* _What is needed_
Can you turn every line of the data below into a numbered list, skipping any blank lines?

* _Source data_
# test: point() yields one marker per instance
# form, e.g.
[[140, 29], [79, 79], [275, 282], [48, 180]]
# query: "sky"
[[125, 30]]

* _Exercise output_
1. # test: point() yields one marker per instance
2. # form, e.g.
3. [[140, 29], [79, 79], [275, 282], [48, 180]]
4. # query: "sky"
5. [[125, 30]]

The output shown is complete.